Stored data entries

○ ○ ○ ○ ○ ○ ○

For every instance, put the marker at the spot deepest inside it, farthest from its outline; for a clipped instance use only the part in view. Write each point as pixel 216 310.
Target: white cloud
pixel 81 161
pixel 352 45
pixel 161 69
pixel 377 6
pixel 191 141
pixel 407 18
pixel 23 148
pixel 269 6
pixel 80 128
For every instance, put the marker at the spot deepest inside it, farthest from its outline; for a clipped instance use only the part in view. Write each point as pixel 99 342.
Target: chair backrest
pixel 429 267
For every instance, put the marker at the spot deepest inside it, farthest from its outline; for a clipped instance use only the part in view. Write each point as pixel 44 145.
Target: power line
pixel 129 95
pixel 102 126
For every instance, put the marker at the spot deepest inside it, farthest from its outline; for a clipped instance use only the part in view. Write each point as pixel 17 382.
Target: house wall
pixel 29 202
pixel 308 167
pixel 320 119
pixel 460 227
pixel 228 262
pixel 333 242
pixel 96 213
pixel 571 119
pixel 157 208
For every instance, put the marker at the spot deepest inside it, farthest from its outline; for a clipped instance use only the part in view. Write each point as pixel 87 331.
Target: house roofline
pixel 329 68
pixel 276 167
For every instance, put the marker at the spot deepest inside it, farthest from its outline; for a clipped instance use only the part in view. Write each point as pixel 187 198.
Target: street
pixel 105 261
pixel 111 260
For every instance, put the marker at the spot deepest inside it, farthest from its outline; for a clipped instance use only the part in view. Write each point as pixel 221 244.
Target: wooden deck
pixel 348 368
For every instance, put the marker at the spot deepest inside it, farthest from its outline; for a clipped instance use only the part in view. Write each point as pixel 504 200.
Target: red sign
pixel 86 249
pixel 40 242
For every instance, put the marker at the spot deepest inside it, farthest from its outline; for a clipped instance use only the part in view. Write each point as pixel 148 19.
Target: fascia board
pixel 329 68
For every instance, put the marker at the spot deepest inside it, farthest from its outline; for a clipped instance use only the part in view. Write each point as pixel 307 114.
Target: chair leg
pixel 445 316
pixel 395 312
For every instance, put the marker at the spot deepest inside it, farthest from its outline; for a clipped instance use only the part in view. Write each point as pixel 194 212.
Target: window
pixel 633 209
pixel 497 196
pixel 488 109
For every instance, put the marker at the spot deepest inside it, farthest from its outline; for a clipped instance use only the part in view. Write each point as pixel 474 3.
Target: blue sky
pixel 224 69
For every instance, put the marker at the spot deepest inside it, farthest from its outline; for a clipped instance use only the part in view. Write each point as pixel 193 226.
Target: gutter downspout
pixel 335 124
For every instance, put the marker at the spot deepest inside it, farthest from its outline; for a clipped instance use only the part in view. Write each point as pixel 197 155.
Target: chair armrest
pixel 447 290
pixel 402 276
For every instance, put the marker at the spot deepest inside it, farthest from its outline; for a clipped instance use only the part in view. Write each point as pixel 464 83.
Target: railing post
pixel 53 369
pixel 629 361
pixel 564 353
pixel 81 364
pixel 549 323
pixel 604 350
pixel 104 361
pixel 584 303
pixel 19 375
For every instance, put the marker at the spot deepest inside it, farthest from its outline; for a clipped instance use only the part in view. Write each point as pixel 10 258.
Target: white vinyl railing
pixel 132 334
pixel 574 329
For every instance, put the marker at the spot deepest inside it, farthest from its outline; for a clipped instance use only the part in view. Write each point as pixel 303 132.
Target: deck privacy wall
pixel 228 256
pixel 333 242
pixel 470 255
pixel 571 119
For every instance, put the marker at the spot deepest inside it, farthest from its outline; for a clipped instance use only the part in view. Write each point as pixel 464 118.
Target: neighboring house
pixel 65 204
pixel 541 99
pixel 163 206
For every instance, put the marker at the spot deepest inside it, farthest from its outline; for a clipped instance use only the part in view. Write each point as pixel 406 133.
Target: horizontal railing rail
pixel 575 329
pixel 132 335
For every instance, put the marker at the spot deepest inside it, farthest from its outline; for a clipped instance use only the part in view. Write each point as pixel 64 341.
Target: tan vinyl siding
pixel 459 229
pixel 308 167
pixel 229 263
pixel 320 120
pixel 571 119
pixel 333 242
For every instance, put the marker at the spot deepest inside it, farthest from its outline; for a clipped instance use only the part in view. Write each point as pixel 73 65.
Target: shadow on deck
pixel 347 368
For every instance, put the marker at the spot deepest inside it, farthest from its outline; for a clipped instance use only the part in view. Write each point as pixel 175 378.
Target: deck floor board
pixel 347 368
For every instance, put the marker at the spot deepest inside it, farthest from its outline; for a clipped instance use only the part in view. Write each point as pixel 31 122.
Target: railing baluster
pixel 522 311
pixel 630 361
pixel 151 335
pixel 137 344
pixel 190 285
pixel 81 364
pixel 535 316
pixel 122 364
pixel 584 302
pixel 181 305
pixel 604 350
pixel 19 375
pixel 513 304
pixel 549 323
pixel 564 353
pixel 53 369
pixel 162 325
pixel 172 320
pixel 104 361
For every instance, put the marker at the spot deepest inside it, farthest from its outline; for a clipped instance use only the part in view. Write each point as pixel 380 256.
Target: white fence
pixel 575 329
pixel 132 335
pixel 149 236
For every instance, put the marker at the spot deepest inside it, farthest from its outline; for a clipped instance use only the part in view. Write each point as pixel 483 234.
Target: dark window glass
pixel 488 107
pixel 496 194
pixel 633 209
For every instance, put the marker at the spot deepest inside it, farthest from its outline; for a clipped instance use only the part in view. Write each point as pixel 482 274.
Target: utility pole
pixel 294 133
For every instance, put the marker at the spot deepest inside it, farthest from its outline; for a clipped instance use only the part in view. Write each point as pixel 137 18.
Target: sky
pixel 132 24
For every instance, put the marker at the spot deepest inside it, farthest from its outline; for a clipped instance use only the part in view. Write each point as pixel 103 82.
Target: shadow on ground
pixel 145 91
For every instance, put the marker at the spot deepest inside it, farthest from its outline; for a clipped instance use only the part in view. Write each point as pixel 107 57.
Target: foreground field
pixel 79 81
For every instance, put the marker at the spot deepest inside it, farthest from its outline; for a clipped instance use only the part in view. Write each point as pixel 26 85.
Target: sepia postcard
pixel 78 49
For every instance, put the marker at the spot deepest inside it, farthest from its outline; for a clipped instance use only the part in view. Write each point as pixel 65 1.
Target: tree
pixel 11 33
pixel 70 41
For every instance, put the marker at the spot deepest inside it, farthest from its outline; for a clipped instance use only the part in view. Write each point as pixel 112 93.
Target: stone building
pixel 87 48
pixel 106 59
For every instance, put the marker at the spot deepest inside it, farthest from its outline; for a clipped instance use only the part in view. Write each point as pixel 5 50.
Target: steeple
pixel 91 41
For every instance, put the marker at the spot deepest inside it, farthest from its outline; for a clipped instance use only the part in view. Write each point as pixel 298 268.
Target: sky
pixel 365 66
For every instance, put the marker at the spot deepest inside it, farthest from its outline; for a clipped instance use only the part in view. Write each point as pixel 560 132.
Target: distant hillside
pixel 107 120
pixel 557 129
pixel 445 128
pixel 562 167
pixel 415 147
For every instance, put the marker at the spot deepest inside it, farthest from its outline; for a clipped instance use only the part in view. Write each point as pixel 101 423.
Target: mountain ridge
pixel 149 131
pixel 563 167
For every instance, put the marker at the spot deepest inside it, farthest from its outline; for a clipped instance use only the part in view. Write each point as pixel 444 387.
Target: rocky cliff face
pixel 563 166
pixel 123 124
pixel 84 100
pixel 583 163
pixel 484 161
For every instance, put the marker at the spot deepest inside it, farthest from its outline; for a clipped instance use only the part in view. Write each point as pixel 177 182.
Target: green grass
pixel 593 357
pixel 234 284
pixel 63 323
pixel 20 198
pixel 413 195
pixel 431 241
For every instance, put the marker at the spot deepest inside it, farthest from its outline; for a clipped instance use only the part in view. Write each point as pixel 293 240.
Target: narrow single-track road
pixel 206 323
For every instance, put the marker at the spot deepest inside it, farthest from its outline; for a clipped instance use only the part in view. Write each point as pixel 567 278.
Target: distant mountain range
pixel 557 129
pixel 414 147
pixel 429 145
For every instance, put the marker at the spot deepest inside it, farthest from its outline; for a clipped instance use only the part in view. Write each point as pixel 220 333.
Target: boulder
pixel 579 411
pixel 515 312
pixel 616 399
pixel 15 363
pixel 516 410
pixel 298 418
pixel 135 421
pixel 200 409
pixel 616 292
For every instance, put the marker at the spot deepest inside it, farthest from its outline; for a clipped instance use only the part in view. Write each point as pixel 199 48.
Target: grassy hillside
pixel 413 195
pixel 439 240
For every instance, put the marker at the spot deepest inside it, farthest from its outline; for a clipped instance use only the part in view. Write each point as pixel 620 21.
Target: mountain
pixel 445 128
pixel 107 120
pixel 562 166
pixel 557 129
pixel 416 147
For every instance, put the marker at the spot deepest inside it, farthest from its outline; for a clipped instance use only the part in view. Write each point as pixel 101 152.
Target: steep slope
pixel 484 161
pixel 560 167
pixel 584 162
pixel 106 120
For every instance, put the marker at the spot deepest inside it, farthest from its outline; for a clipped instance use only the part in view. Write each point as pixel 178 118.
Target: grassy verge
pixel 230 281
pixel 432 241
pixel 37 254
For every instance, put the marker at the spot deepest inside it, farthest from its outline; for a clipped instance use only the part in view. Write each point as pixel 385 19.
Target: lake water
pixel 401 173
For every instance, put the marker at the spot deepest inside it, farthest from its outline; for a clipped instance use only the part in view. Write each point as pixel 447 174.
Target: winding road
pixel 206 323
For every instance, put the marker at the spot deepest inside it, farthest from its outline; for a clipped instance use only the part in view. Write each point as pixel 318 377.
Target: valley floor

○ ○ ○ ○ ○ ○ ○

(What is being asked): Could you set down, exactly as written, the lines above between the one holding "pixel 483 234." and the one holding "pixel 103 82.", inclusive, and nothing more?

(Final answer):
For every instance, put the marker at the spot deepest inside it, farthest from its outline; for a clipped instance use only the part in view. Write each point as pixel 483 234.
Target: dark window glass
pixel 488 107
pixel 496 194
pixel 633 209
For every instance, put the marker at the spot deepest inside it, farthest from its outline; for a clipped instance use only the part in view. Write each point as pixel 482 274.
Target: utility pole
pixel 294 133
For every instance, put the marker at the spot deepest inside it, farthest from its outline; for a clipped instance use only the part in view. Write each point as pixel 137 18.
Target: sky
pixel 132 24
For every instance, put the marker at the spot deepest inside it, farthest from its outline; for a clipped instance use only the part in view. Write each point as pixel 103 82.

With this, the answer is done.